_Text block_:
──────

Justyna Święty-Ersetic (; born 3 December 1992) is a Polish sprinter specialising in the 400 metres. She was the 2018 European champion and a two-time European Indoor Championship medallist in this event. Święty-Ersetic won many medals at major championships as part of Polish 4 × 400 m relays, including a gold in the mixed relay and a silver in the women's relay at the 2020 Tokyo Olympics.

She is multiple Polish national outdoor and indoor champion.

Career
Justyna Święty-Ersetic competed in the 4 × 400 metres relay at the 2012, 2016 Summer Olympics. She also won a bronze medal at the 2017 World Championships in the same event. At the 2018 European Championships in Berlin, she won an individual gold and later also anchored the Polish squad to the win despite the fact that both finals were separated by less than two hours.

At the 2020 Tokyo Olympics she represented Poland in the 4 x 400 m mixed relay, winning gold alongside Karol Zalewski, Natalia Kaczmarek and Kajetan Duszyński. A few days later, Święty-Ersetic anchored the women's 4 × 400 m relay team of Kaczmarek, Iga Baumgart-Witan and Małgorzata Hołub-Kowalik, sealing a silver for the group.

In March 2022, Święty-Ersetic won for the second time World Athletics Indoor Tour in her specialist distance after 2020 victory, breaking a meeting record in Madrid.

Her personal bests in the 400 metres are 50.41 seconds outdoors (Berlin 2018), and 51.04 seconds indoors (Polish national record, Toruń 2022). She was part of teams which set national records for the women's and mixed 4 x 400m relay (both Tokyo 2021), and women's indoor 4 x 400m relay (Birmingham 2018).

Personal bests
 200 metres – 23.81 (+0.4 m/s, Inowrocław 2014)
 400 metres – 50.41 (Berlin 2018)
 400 metres indoor – 51.04 (Toruń 2022)
Relays
 4 × 400 metres relay – 3:20.53 (Tokyo 2021)

──────

_Stored rows_:
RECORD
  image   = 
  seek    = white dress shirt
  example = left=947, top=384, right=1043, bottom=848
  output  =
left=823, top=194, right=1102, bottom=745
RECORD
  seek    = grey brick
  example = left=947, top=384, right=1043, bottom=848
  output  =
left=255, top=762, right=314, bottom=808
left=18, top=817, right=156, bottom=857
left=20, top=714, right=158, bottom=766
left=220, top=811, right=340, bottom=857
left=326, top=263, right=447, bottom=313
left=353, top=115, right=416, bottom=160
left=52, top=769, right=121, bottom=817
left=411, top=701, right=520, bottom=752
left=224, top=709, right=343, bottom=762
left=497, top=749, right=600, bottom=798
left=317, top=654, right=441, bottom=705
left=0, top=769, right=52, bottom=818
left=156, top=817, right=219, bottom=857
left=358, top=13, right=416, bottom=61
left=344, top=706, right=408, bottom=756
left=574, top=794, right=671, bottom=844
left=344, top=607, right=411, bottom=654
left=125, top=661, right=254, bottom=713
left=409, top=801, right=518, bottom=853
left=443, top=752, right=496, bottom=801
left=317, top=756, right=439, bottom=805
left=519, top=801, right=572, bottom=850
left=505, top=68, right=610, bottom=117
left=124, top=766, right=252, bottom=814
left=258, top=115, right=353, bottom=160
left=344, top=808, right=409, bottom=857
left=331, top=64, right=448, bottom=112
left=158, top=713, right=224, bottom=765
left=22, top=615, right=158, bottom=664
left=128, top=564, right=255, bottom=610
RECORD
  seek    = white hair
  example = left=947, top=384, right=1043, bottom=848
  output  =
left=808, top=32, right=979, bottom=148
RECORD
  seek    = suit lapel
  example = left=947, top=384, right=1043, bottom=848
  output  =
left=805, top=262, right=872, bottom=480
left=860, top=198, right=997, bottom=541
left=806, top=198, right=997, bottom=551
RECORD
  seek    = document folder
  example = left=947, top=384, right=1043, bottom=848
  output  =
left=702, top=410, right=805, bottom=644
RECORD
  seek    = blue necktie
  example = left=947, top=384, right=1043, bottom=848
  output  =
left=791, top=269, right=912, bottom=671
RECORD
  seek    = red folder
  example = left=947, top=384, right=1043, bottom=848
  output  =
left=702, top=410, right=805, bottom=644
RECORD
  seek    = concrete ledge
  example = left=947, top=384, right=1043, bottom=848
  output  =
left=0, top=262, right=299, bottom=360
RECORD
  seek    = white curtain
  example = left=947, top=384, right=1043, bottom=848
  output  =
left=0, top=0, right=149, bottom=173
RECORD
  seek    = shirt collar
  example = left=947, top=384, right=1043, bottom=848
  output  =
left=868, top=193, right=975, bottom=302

──────

_Challenges_:
1 – According to the sprinter profile, what is her indoor 400 metres personal best, and where did she set it?
2 – Continue the sprinter profile after its final line.

_Responses in order_:
1 – 51.04 seconds, a Polish national record set in Toruń in 2022.

2 –
 4 × 400 metres relay indoor – 3:26.09 (Birmingham 2018) 
 4 × 400 metres relay mixed – 3:09.87 (Tokyo 2021) European record

Competition record

Personal life
In September 2017, she married Polish wrestler Dawid Ersetic.

References

External links

People from Racibórz
Polish female sprinters
1992 births
Living people
Olympic athletes of Poland
Athletes (track and field) at the 2012 Summer Olympics
Athletes (track and field) at the 2016 Summer Olympics
Athletes (track and field) at the 2020 Summer Olympics
Medalists at the 2020 Summer Olympics
Olympic gold medalists in athletics (track and field)
Olympic silver medalists in athletics (track and field)
Olympic gold medalists for Poland
Olympic silver medalists for Poland
Sportspeople from Silesian Voivodeship
World Athletics Championships athletes for Poland
World Athletics Championships medalists
Universiade medalists in athletics (track and field)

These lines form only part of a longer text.